• _Document passage_:

--------------------------------------------------

The Yamaha DX1 is the top-level member of Yamaha's prolific DX series of FM synthesizers.

Background
The DX1 features two sets of the same synthesizer chipset used in the DX7, allowing either double the polyphony, split of two voices, or dual (layered) instrument voices. In addition, it contains twice the amount of voice memory as the DX7. It has an independent voice bank for each of two synth channels (engines). Each of 64 performance combinations can be assigned a single voice number, or a combination of two voice numbers - one from channel A and one from channel B.

Notable features
Case
 handmade Brazilian rosewood case

Keyboard
 73-key weighted wooden keyboard with polyphonic aftertouch

Algorithms

On the left side of the front panel, a printed algorithm chart provides an overview of the 32 selectable algorithms and their associated operator structuring.

Displays

Compared to both the DX5 and of course the DX7, accessibility and programmability are greatly enhanced by the sheer amount of displays available:

Performance section
 a comprehensive backlit LCD display (40 × 2 characters) which displays selected programs in Single, Dual or Split mode, as well as LFO setting and other voice-specific parameters

Algorithm panel
 thirteen single-character 7-segment numeric displays for indicating (by means of 1, 2, 4, 6 displays in 4 consecutive rows, from top to bottom) the selected algorithm, by providing positions and relationships of all active operators, as each one of these displays is linked to neighboring ones via individual stripe-style LEDs
 one single-character 7-segment numeric display (top) showing amount of feedback
 one double-character 7-segment numeric display (bottom) showing algorithm number (as referenced by the chart)

Oscillator panel
 two individual LEDs for indicating either (top) frequency ratio or (bottom) fixed frequency in Hz mode
 one individual LED for indicating positive or negative detune
 one single-character 7-segment numeric display (top) for detune amount
 one four-character 7-segment numeric display (bottom) for value (ratio or exact frequency) of the selected frequency mode

Envelope panel
 two individual LEDs for indicating either (left) center pitch or (right) amplitude level mode
 eight double-character 7-segment numeric displays for showing each individual envelope parameter, from top to bottom: R1, R2, R3, R4 (=rates) and L1, L2, L3, L4 (=levels)

--------------------------------------------------

• _What you need to do_:
• a. According to the Yamaha DX1 text, how many selectable algorithms does the printed chart on the front panel cover?
• b. Print the part of the Yamaha DX1 text from "Oscillator panel" to "L3, L4 (=levels)".
The data that comes next has no connection to the Yamaha DX1 text.

--------------------------------------------------

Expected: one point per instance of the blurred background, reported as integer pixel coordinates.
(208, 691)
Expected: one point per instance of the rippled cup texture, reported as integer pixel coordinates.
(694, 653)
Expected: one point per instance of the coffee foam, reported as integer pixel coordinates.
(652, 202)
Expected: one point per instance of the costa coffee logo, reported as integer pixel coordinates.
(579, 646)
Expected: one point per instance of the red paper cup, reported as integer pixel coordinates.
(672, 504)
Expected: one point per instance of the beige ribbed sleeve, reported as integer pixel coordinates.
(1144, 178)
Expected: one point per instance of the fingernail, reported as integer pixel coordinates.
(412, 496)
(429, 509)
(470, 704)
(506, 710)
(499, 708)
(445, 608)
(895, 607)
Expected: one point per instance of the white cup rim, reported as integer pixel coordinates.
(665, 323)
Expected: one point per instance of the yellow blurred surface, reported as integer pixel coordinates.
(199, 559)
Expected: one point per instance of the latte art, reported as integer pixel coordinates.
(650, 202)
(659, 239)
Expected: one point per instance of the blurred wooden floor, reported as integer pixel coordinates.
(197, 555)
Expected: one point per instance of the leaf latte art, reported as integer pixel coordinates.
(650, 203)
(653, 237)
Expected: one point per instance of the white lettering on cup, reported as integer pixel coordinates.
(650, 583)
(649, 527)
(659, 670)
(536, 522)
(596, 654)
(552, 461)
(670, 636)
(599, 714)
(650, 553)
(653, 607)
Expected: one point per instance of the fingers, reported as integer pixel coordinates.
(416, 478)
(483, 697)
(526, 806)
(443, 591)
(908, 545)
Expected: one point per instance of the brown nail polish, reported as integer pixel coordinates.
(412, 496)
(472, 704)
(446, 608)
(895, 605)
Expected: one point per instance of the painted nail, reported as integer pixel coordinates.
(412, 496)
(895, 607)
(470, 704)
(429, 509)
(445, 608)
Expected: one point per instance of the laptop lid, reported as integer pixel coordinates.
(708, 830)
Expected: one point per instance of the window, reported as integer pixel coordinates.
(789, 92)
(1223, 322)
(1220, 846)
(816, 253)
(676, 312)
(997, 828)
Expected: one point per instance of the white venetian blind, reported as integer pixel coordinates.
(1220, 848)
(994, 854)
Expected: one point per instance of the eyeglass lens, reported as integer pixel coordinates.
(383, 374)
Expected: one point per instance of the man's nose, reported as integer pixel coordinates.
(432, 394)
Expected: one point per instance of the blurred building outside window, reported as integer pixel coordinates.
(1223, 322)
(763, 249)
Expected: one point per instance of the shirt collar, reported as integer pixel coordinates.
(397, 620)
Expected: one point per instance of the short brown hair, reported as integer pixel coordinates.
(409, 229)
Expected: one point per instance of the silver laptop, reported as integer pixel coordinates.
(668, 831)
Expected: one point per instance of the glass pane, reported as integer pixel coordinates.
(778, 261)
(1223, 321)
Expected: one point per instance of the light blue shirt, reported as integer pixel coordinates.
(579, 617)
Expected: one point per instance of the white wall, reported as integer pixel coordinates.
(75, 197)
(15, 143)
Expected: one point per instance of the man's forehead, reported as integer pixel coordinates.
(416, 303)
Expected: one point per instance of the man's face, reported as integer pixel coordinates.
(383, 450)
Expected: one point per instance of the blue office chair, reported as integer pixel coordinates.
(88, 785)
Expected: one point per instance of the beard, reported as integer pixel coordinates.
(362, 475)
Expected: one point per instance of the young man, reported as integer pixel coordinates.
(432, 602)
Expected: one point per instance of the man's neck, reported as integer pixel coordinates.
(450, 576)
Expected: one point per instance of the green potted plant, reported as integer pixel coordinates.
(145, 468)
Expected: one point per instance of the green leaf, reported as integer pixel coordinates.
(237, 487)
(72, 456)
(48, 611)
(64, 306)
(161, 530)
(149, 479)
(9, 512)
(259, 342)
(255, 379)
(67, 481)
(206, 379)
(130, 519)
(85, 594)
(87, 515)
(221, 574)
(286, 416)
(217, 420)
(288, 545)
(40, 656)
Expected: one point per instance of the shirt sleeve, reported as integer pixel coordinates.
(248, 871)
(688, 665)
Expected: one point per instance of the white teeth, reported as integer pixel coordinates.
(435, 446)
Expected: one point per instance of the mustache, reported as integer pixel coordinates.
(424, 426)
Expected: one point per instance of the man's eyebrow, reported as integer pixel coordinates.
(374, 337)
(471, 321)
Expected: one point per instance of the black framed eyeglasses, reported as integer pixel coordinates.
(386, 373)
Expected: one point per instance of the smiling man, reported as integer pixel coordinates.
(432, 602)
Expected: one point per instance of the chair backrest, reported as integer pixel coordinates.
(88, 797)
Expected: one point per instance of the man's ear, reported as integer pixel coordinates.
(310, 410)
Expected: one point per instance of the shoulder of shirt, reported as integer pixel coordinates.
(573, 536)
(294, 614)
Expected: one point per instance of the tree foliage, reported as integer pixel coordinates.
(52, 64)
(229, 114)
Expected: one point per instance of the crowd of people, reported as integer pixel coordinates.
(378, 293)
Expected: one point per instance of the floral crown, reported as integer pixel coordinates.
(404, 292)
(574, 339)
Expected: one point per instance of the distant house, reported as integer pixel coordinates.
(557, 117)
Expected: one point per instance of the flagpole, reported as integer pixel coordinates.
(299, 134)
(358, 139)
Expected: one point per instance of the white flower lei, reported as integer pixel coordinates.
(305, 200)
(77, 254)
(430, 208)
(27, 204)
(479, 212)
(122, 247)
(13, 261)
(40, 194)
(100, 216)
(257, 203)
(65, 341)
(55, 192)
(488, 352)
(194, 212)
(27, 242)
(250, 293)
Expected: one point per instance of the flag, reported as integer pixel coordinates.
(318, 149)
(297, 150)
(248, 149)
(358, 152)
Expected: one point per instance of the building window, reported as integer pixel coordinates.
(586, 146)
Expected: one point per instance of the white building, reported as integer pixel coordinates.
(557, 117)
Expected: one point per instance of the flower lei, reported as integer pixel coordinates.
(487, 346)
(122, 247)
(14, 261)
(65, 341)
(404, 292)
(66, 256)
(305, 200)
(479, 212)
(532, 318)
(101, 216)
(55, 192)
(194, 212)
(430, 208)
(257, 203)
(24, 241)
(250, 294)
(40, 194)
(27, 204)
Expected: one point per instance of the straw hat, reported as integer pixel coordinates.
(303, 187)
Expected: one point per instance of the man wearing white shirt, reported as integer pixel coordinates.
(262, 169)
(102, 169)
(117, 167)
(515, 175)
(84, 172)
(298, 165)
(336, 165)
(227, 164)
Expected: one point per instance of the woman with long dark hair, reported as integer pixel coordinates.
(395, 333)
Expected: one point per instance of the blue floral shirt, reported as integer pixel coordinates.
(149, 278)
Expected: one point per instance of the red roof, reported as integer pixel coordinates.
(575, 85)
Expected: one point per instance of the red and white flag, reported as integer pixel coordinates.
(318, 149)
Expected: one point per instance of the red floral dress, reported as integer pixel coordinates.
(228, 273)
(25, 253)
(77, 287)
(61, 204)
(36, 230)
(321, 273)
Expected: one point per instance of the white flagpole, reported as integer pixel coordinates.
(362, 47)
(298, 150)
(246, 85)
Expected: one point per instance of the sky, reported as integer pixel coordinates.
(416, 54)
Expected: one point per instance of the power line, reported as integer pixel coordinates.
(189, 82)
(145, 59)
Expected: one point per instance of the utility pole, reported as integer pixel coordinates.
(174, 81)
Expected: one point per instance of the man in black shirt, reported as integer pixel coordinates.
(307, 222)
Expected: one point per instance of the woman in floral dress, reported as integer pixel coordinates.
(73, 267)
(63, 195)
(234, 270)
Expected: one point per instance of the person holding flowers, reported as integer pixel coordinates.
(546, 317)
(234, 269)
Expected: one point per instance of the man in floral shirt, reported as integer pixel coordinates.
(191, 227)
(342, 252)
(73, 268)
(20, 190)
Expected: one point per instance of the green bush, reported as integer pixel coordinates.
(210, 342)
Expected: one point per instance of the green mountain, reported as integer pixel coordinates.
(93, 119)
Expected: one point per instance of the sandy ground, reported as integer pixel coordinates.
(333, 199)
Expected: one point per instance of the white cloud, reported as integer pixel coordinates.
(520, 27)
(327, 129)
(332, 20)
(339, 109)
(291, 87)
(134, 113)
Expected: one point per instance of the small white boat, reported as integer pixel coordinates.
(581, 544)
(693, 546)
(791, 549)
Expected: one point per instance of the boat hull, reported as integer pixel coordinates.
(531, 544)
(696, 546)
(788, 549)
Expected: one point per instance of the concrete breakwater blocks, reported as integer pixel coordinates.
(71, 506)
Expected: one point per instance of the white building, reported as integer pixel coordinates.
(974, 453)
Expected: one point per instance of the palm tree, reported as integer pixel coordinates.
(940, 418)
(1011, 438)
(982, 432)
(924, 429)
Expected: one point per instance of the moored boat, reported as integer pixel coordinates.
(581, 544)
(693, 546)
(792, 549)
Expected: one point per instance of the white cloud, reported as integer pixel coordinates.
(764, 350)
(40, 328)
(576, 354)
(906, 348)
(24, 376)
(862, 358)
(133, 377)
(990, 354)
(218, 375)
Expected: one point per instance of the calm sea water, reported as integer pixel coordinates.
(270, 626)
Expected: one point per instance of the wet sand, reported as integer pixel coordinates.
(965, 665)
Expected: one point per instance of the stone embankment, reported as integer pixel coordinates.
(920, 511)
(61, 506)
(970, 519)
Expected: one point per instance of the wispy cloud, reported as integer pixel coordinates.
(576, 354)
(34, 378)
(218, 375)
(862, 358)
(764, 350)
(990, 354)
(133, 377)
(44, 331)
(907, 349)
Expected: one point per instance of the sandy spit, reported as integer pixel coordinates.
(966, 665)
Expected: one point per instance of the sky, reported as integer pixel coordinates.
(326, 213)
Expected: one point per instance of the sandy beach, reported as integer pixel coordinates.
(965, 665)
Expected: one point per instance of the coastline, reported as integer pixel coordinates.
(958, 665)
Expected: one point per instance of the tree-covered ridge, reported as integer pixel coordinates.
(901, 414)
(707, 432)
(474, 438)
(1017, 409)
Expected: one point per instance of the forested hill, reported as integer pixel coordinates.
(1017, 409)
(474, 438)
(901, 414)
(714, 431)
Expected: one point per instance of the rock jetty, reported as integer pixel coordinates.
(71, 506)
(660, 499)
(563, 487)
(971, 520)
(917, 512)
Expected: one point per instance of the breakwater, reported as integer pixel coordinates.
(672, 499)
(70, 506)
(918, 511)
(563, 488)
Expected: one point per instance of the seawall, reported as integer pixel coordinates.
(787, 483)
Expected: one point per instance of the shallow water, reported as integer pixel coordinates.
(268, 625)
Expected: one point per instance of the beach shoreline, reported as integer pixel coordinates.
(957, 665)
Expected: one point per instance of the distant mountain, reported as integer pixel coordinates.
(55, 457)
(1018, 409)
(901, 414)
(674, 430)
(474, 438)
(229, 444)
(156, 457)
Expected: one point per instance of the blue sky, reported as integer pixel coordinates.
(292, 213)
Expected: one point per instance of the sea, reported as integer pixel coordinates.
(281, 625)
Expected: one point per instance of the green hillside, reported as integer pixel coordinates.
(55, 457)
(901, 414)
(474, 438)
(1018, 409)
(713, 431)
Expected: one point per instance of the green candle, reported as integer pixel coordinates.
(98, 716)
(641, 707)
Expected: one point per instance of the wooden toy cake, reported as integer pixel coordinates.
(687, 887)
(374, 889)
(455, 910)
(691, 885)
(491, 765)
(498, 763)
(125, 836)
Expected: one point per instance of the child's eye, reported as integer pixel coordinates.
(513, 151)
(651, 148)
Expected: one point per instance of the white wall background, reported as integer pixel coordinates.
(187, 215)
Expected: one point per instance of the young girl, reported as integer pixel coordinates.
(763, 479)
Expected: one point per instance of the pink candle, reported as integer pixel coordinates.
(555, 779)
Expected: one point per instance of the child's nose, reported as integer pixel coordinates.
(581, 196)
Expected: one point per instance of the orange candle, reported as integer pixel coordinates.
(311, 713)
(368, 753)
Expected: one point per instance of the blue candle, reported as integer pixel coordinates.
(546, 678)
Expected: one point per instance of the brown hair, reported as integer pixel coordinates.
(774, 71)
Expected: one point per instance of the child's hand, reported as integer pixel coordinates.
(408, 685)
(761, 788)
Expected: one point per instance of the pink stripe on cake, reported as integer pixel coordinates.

--------------------------------------------------

• _Per-task answers_:
• a. 32

• b.
Oscillator panel
 two individual LEDs for indicating either (top) frequency ratio or (bottom) fixed frequency in Hz mode
 one individual LED for indicating positive or negative detune
 one single-character 7-segment numeric display (top) for detune amount
 one four-character 7-segment numeric display (bottom) for value (ratio or exact frequency) of the selected frequency mode

Envelope panel
 two individual LEDs for indicating either (left) center pitch or (right) amplitude level mode
 eight double-character 7-segment numeric displays for showing each individual envelope parameter, from top to bottom: R1, R2, R3, R4 (=rates) and L1, L2, L3, L4 (=levels)